▸ TASK DATA:
= = = = = = =
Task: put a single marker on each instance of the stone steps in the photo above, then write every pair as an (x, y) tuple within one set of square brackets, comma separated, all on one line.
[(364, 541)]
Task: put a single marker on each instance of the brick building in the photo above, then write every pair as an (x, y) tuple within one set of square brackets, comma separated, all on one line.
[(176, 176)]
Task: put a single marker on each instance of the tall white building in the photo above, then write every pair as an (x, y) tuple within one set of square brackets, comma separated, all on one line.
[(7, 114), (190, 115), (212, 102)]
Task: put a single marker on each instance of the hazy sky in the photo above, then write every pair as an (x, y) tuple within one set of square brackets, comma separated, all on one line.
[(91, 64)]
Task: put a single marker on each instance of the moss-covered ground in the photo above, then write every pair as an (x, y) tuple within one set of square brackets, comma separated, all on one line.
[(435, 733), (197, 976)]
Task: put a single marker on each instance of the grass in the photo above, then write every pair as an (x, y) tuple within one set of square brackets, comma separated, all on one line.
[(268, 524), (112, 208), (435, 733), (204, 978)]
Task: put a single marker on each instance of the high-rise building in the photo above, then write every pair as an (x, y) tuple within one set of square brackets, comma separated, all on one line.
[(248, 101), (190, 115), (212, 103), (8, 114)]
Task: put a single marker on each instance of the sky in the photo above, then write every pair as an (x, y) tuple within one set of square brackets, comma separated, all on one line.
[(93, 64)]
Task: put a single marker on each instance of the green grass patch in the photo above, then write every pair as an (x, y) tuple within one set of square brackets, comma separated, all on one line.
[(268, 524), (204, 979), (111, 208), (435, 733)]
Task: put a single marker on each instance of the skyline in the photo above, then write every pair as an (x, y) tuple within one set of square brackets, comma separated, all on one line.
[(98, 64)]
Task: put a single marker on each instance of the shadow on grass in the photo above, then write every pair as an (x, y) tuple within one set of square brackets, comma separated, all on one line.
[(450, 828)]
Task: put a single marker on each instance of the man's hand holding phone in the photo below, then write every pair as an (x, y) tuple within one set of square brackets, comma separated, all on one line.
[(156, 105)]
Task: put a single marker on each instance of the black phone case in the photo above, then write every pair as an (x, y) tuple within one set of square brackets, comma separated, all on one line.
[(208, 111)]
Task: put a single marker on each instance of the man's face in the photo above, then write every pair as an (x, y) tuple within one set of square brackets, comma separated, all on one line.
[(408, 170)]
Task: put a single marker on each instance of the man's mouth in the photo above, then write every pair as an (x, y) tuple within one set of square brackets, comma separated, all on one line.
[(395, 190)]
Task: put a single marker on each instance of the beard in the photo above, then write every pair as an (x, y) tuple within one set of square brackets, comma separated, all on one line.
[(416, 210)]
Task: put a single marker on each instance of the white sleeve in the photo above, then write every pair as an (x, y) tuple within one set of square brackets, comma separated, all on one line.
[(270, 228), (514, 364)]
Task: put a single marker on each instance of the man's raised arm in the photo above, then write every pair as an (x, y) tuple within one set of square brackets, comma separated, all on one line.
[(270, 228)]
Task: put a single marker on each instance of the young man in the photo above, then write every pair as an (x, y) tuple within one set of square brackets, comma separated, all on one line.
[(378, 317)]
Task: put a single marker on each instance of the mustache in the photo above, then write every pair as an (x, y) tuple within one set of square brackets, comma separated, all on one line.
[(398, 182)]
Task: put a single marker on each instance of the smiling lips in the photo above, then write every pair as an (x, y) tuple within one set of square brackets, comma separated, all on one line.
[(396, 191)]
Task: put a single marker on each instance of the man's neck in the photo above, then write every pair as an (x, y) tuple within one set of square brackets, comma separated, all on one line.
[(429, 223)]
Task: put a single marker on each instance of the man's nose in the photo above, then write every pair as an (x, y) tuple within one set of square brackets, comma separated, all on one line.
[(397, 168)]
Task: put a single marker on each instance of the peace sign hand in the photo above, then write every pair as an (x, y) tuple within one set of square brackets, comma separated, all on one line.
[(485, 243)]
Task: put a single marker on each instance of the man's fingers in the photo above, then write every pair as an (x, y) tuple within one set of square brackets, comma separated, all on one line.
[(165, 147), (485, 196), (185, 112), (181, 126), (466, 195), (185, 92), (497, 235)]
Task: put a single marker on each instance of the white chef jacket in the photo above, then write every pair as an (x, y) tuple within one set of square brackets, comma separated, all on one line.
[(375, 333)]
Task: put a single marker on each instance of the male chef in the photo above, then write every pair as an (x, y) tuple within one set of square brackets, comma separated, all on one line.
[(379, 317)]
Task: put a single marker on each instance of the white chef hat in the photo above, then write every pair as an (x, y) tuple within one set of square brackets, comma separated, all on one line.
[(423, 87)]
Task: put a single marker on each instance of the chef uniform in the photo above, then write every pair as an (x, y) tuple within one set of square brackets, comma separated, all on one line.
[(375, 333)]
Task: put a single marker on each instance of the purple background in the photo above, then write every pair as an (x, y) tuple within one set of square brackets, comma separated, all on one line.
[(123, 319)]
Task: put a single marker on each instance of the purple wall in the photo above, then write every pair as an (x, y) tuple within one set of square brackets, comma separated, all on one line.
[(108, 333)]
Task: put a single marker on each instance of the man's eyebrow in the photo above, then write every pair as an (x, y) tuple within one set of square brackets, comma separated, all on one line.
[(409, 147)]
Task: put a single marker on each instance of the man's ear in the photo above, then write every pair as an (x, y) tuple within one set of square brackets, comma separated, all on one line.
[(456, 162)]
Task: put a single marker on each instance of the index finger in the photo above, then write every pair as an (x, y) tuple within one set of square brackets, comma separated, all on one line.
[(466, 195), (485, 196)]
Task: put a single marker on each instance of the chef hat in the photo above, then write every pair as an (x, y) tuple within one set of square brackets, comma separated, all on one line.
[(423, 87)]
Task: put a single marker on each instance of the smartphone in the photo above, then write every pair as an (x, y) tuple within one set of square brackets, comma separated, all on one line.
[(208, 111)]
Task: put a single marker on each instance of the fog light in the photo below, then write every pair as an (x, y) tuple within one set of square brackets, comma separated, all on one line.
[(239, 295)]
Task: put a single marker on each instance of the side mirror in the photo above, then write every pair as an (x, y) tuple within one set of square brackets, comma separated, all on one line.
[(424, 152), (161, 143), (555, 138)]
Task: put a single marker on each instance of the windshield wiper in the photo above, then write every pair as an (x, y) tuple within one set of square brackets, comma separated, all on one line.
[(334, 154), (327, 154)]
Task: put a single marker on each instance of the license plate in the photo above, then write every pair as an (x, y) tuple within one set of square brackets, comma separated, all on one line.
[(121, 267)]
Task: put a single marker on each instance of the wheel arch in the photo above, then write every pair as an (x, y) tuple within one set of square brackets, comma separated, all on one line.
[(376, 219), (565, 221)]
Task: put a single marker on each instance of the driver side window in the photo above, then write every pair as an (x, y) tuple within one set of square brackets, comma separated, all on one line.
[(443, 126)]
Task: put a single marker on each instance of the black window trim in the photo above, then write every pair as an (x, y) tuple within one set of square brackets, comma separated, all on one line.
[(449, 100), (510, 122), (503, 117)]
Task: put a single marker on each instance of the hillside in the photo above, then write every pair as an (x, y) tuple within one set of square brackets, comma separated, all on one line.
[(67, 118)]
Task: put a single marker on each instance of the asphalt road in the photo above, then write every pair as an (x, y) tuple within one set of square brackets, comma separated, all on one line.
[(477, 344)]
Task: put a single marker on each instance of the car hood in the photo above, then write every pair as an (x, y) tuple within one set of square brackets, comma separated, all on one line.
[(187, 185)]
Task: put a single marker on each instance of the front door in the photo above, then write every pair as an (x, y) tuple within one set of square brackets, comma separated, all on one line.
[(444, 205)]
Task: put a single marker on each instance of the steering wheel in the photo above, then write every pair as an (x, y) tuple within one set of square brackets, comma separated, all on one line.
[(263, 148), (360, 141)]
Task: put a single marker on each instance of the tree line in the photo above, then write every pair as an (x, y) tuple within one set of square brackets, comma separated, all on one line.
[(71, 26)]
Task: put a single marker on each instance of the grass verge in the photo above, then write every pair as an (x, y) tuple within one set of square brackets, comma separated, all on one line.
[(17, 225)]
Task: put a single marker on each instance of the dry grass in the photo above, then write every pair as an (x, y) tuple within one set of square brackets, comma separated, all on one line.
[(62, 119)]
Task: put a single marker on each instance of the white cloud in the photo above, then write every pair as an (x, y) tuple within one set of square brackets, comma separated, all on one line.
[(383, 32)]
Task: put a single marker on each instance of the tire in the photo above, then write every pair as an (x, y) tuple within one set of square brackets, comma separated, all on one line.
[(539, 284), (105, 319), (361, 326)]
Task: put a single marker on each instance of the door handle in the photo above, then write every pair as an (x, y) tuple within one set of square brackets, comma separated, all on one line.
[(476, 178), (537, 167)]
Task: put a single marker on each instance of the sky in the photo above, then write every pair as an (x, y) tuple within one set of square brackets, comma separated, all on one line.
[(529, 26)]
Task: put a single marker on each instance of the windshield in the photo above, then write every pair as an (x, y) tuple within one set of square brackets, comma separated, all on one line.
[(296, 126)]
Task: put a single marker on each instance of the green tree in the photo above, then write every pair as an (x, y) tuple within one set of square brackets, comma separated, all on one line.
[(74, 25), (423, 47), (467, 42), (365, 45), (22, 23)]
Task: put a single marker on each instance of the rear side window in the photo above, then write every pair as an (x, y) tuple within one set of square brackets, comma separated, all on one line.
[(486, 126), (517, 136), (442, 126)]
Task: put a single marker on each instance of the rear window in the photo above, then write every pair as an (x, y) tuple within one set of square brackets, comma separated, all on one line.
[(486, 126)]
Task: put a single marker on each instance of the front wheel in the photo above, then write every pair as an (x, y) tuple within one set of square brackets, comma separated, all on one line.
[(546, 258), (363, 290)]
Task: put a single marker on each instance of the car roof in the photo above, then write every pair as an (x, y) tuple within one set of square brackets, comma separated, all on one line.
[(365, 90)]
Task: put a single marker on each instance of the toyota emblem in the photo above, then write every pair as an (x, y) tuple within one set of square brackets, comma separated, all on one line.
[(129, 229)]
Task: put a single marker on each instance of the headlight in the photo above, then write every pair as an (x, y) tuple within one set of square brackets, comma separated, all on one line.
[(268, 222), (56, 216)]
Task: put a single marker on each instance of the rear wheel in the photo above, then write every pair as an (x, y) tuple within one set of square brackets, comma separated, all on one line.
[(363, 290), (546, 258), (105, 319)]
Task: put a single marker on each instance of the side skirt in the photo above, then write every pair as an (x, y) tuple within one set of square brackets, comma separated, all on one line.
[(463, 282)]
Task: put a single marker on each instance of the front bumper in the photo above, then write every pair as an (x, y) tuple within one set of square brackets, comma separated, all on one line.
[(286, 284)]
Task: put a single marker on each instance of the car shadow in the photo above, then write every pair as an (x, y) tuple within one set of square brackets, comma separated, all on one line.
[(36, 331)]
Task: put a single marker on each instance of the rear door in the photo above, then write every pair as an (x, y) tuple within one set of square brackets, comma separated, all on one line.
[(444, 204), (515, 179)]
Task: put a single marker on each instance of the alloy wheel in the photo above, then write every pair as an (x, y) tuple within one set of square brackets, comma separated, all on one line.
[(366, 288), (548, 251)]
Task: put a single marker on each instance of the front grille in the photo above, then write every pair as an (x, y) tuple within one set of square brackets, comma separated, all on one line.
= = = = = = =
▸ WHAT THIS TASK INVOLVES: Can you rescale everything from the line containing "the chef uniform" down to the line containing "[(466, 195), (485, 196)]", both ends included, by writing those lines out again with the requests unchanged and every coordinate in the answers multiplied by 0.25 and rounded to a whole number, halves rounded up? Give only those lines.

▸ WRITTEN SOLUTION:
Task: put a single marker on each instance of the chef uniform in the photo above, then write every pair as an (x, y) tuple within one set of square brackets, comma separated, all on one line.
[(94, 83)]
Task: put a single marker on each instance of the purple background in the photo above, then write every pair as an (x, y) tuple within one set of square brackets, comma separated, all on one line.
[(31, 80)]
Task: put a single marker on each instance of the purple wall in the photo above, then write every pair as an (x, y) tuple within one set of square brackets, comma separated, all on one line.
[(27, 83)]
Task: put a single marker on each instance of the man's eyebrow in the photo above, then write every pair as an (x, y) tuple within one set of square brackets, comma separated, all on one line.
[(102, 37)]
Task: put a single marker on each instance of the man's ear in the photo above, then write every pair as an (x, y) tuple within one set of square brackets, comma separated, all on one line.
[(114, 41)]
Task: put a single marker on each instance of the index finger in the photo above, then write every pair as an (x, y) tuple within one set of square brackets, comma separated, all on one line.
[(117, 49), (121, 49)]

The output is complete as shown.